• Work item
Extend the memoir passage about the violent attack, starting right after its last sentence.

• Supplied text
This is my memoir-in-progress about the violent criminal attack on me on a sunny summer afternoon, the most terrible thing ever to have happened to me. Bast Books will publish the finished book; this is a work in progress. After I woke up from three hours of surgery, I received a blazing vision of this book. I wanted to write what I had to say in a month. I worked out an extensive outline with paper and pencil on a clipboard while recuperating in bed. I had my husband bring in and hook up my laptop so I could continue writing, also in bed. As soon as I was barely able, I got out of bed, sat down at my Internet computer, and did much research.
Now it is over a year later, and I’m still sorting out my thoughts, my research, my reactions. Other people’s reactions, too. There are many facts—controversial facts—that figure into my story.

• Material supplied
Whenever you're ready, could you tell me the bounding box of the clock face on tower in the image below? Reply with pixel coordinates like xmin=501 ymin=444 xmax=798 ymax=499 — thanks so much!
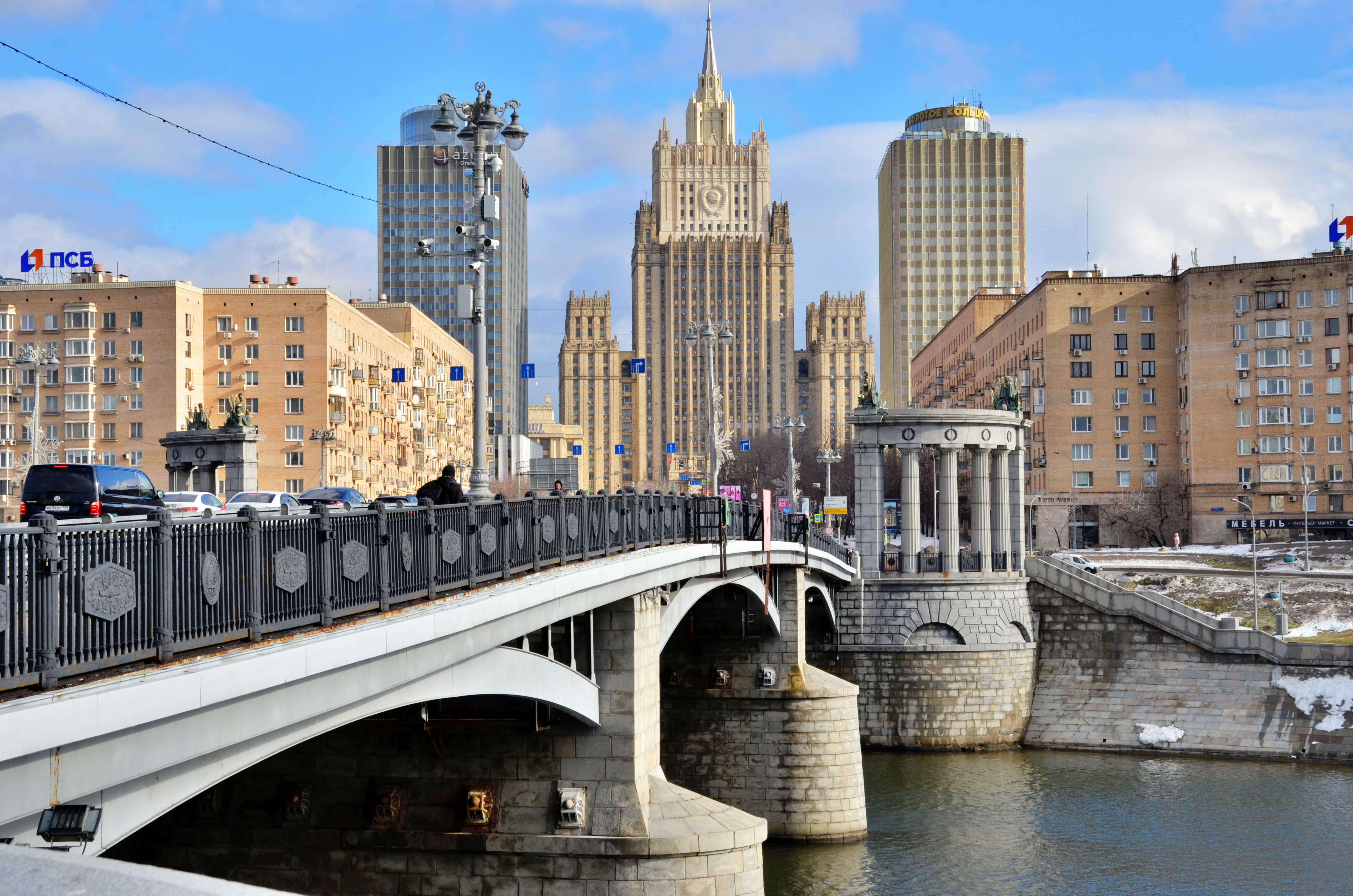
xmin=700 ymin=184 xmax=728 ymax=215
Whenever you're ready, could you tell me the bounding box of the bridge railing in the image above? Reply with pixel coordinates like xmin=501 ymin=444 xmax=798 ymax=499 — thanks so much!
xmin=0 ymin=493 xmax=850 ymax=690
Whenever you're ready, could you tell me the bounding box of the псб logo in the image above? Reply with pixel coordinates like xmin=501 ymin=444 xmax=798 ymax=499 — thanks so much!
xmin=19 ymin=249 xmax=93 ymax=273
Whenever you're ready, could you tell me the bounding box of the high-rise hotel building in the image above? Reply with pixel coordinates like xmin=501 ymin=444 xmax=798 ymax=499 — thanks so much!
xmin=628 ymin=12 xmax=796 ymax=483
xmin=878 ymin=103 xmax=1024 ymax=407
xmin=376 ymin=106 xmax=530 ymax=445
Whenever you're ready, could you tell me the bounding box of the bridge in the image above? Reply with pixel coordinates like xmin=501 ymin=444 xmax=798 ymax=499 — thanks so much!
xmin=0 ymin=493 xmax=865 ymax=893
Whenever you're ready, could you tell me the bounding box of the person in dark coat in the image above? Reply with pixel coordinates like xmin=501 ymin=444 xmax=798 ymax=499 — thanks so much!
xmin=417 ymin=464 xmax=465 ymax=503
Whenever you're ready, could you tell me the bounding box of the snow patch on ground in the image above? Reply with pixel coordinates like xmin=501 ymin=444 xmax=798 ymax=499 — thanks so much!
xmin=1273 ymin=669 xmax=1353 ymax=731
xmin=1135 ymin=721 xmax=1184 ymax=747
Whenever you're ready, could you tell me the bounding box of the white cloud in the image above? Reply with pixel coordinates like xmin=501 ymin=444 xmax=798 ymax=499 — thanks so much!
xmin=574 ymin=0 xmax=894 ymax=74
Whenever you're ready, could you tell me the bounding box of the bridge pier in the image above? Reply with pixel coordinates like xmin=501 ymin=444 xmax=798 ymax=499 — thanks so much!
xmin=108 ymin=590 xmax=767 ymax=896
xmin=662 ymin=566 xmax=867 ymax=842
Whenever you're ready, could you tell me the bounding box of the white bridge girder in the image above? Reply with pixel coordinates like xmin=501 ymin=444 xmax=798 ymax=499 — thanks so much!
xmin=0 ymin=543 xmax=854 ymax=853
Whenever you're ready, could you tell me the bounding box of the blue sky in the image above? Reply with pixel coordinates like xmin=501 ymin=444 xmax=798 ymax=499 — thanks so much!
xmin=0 ymin=0 xmax=1353 ymax=401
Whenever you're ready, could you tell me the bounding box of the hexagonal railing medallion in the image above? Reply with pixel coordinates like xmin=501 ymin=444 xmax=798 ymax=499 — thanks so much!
xmin=197 ymin=551 xmax=220 ymax=606
xmin=84 ymin=563 xmax=137 ymax=623
xmin=399 ymin=532 xmax=414 ymax=573
xmin=441 ymin=529 xmax=460 ymax=566
xmin=338 ymin=539 xmax=371 ymax=582
xmin=272 ymin=544 xmax=310 ymax=594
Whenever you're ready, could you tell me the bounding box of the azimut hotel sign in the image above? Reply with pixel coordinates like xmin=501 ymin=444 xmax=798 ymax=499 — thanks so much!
xmin=19 ymin=249 xmax=93 ymax=273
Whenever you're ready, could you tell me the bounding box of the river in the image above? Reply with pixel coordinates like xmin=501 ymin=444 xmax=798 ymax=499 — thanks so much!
xmin=764 ymin=750 xmax=1353 ymax=896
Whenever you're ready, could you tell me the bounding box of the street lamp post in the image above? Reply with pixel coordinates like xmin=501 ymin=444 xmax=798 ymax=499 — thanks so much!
xmin=310 ymin=429 xmax=338 ymax=487
xmin=685 ymin=318 xmax=733 ymax=498
xmin=1231 ymin=498 xmax=1260 ymax=631
xmin=13 ymin=345 xmax=61 ymax=467
xmin=770 ymin=416 xmax=808 ymax=513
xmin=432 ymin=81 xmax=526 ymax=501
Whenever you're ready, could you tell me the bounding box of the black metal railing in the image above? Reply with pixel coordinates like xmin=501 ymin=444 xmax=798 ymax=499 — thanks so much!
xmin=0 ymin=493 xmax=852 ymax=690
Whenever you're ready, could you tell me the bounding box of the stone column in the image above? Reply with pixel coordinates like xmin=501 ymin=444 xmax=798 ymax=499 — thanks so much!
xmin=969 ymin=448 xmax=992 ymax=573
xmin=992 ymin=448 xmax=1011 ymax=569
xmin=1009 ymin=438 xmax=1024 ymax=570
xmin=855 ymin=443 xmax=884 ymax=578
xmin=897 ymin=448 xmax=921 ymax=573
xmin=939 ymin=448 xmax=958 ymax=573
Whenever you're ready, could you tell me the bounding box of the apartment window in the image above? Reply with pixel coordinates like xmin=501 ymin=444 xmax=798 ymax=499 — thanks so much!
xmin=1256 ymin=348 xmax=1292 ymax=369
xmin=1260 ymin=405 xmax=1292 ymax=426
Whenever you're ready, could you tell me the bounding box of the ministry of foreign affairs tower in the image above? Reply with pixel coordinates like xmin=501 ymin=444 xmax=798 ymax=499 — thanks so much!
xmin=627 ymin=10 xmax=794 ymax=487
xmin=878 ymin=103 xmax=1024 ymax=407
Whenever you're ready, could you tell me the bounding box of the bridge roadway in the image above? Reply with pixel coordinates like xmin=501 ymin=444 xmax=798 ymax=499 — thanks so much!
xmin=0 ymin=541 xmax=855 ymax=854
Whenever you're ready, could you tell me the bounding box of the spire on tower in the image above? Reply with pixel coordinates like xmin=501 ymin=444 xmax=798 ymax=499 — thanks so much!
xmin=700 ymin=4 xmax=719 ymax=74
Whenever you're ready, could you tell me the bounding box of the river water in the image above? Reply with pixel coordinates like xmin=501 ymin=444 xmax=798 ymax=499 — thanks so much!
xmin=764 ymin=750 xmax=1353 ymax=896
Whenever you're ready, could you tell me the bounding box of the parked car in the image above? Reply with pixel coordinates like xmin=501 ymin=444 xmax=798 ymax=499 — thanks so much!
xmin=1053 ymin=554 xmax=1099 ymax=575
xmin=164 ymin=491 xmax=222 ymax=517
xmin=19 ymin=463 xmax=165 ymax=522
xmin=225 ymin=491 xmax=302 ymax=513
xmin=296 ymin=486 xmax=367 ymax=508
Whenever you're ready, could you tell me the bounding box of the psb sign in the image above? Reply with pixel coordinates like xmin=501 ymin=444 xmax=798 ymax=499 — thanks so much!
xmin=19 ymin=249 xmax=93 ymax=273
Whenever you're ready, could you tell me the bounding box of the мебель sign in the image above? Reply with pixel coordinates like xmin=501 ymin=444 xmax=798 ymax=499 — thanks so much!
xmin=19 ymin=249 xmax=93 ymax=273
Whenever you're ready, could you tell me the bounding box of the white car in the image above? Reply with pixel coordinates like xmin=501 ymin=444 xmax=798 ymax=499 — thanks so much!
xmin=225 ymin=491 xmax=307 ymax=513
xmin=1053 ymin=554 xmax=1099 ymax=575
xmin=164 ymin=491 xmax=222 ymax=517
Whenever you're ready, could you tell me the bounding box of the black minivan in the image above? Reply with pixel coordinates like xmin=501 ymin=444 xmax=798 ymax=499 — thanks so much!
xmin=19 ymin=463 xmax=165 ymax=521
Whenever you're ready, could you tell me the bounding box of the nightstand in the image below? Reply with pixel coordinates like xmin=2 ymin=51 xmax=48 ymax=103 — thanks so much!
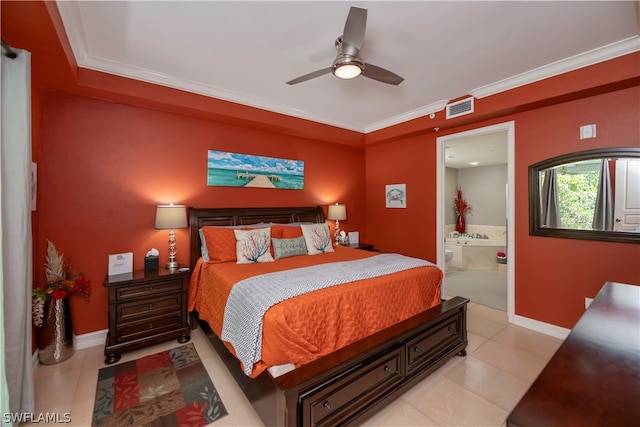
xmin=349 ymin=242 xmax=375 ymax=251
xmin=104 ymin=268 xmax=191 ymax=364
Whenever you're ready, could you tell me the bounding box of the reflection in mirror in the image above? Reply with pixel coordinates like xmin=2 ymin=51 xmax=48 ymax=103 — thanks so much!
xmin=529 ymin=148 xmax=640 ymax=242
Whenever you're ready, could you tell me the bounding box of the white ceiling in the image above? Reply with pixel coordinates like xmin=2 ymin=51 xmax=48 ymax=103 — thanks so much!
xmin=58 ymin=1 xmax=640 ymax=139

• Output
This will be difficult for me. But I’m working the writing out exclusively on Patreon, with introductory blogs on WordPress. When the memoir is finished and polished, I will give you, Patrons on Tier Four, the ebook of the memoir. And then I’ll start something new.
And so….
Sticks & Stones Will Break My Bones
Copyright 2019 by Lisa Mason
The Attack, Part 1
At 5 p.m. on a sunny summer day—July 11, 2018—I was walking around Lake Merritt in Oakland, California as I’ve done just about every day since 1996. Rain or shine, hot or cold, summer or winter. Three and a half miles. When it was raining, I would put on my L.L. Bean hooded rain jacket over my jogging clothes, my British rubber rain boots, and I would go for my lake walk. When it was winter-cold and dark, I put on a sweater over my jogging clothes, my L.L Bean parka, sometimes leather gloves, and I would go for my lake walk. When it was blazing hot, I put on a tank top and linen shorts, and I would go for my lake walk.
I was never afraid, even when I saw mentally disturbed people. I would simply cross the street. Even when in the winter it was dark at five o’clock in the evening, the Art Deco lamps of the Necklace of Lights looked beautiful, made wonderful reflections in the lake’s water.
I was never ever afraid of walking around the lake for twenty-plus years. There was always plenty of traffic on the street, police cars went by, plenty of people exercising or coming home from work.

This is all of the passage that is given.